Quoted passage –
Hostel Encounters

by Eric Gresham:

The only constant company in my hostel is the owner’s 120-pound mastiff “Butch,” as winter is the slow season for travel in Puerto Varas, Chile.  But a couple weeks ago two college girls arrived for the weekend, taking a break from their summer non-profit work in Santiago, Chile.  Caroline, from Maryland, and Angela, who grew up in Colombia, were going hiking at the Volcano Osorno the next day, and I agreed to join.

Early the next morning, we boarded the bus, and I met Angela’s sister, Natalia, who was also in town.  Natalia, 25, has lived in Chile for a year now, first moving to Santiago after meeting a Chilean pop singer, Maria Colores.  After spending some time back home in Colombia, she decided she wanted to return to Chile to record a solo album, and has been working on that album ever since.  While Caroline, Angela, and I exchanged college stories on the otherwise empty bus, Natalia kept the driver company.

Soon after arriving and optimistic for adventure, we decided to follow a dried up riverbed as a trail. If only at this moment we knew what we were in for. (Gresham/TYG)

We had to endure three hours of thick Patagonian forest with nothing but our sense of direction as our guide when our improvised trail ended in a 50-ft drop —but we survived, and the experience helped form a friendship.  I made plans to meet them in Santiago, as a trip I was planning for my magazine would lead me there.  Staying at Nat and Ang’s apartment two weeks later, I learned that our romp in the riverbed was barely a tick on Nat’s register of adventures since graduating from the University of Illinois at Chicago in 2008.

A small, fair-skinned girl with an unassuming smile and glasses, always accompanied by her guitar, Nat credits her appearance as why she has never run into trouble adventuring around the world.  And she has had plenty of opportunity.

Stored data –

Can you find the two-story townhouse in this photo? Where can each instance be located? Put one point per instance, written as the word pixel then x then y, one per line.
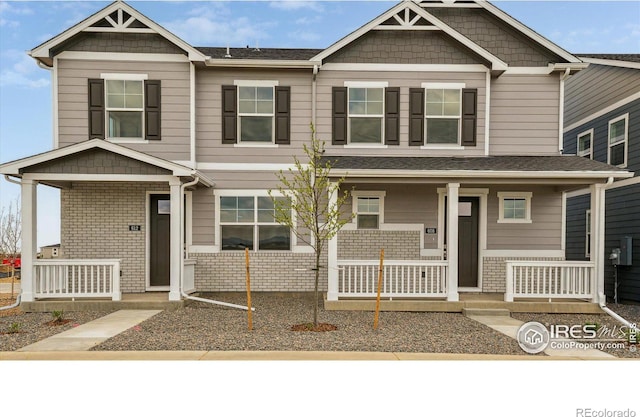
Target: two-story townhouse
pixel 445 117
pixel 602 123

Requirement 1 – From the hostel story, copy the passage starting at "Hostel Encounters" and ending at "agreed to join.".
Requirement 2 –
Answer these questions from the hostel story:
(a) What is the name of the hostel owner's mastiff?
(b) From which university did Natalia graduate, and in what year?
(c) For how many hours did the group make their way through the forest?

Response area 1 –
Hostel Encounters

by Eric Gresham:

The only constant company in my hostel is the owner’s 120-pound mastiff “Butch,” as winter is the slow season for travel in Puerto Varas, Chile.  But a couple weeks ago two college girls arrived for the weekend, taking a break from their summer non-profit work in Santiago, Chile.  Caroline, from Maryland, and Angela, who grew up in Colombia, were going hiking at the Volcano Osorno the next day, and I agreed to join.

Response area 2 –
(a) Butch
(b) The University of Illinois at Chicago, in 2008
(c) Three hours